------ DATA FOR THIS TASK ------

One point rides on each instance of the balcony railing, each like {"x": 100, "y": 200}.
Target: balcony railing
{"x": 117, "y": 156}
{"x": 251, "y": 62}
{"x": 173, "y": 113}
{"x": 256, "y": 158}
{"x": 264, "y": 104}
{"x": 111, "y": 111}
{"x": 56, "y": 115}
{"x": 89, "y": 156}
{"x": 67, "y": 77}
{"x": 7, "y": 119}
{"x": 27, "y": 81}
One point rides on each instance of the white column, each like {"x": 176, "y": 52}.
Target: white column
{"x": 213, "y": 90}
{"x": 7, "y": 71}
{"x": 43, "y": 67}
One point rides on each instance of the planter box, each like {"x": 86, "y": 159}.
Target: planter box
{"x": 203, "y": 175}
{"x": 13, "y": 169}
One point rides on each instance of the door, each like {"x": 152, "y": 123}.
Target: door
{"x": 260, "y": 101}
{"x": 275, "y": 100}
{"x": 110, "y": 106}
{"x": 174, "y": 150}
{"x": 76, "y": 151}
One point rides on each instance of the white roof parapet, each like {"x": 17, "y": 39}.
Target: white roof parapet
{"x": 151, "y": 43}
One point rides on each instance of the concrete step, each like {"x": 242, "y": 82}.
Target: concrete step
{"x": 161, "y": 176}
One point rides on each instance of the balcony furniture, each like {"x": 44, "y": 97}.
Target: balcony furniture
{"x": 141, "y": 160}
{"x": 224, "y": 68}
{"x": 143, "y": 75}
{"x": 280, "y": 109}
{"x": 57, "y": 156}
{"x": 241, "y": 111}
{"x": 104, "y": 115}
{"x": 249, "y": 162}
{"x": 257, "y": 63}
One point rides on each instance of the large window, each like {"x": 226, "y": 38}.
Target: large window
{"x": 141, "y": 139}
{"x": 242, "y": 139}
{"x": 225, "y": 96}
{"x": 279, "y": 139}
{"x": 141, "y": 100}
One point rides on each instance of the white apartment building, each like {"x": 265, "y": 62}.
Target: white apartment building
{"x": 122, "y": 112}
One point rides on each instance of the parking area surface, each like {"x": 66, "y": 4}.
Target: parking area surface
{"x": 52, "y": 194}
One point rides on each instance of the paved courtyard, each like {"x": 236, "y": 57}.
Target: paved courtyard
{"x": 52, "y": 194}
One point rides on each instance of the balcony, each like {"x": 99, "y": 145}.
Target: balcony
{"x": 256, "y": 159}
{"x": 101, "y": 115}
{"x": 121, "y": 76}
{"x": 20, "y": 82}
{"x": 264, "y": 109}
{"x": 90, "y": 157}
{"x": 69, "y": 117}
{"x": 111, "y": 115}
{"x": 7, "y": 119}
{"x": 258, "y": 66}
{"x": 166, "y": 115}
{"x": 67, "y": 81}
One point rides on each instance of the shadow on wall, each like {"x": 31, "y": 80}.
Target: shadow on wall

------

◆ WHAT THE EXERCISE ASKS
Write out the listing above word for word, from the line containing "One point rides on each instance of the balcony, each" through the end of the listing, including both of those lines.

◆ WRITTEN ANSWER
One point rides on each instance of the balcony, each like {"x": 99, "y": 145}.
Target: balcony
{"x": 256, "y": 159}
{"x": 101, "y": 115}
{"x": 121, "y": 76}
{"x": 20, "y": 82}
{"x": 264, "y": 109}
{"x": 90, "y": 157}
{"x": 69, "y": 117}
{"x": 111, "y": 115}
{"x": 7, "y": 119}
{"x": 258, "y": 66}
{"x": 166, "y": 115}
{"x": 67, "y": 81}
One point rides on each instance of the shadow on wall, each like {"x": 31, "y": 80}.
Target: shadow on wall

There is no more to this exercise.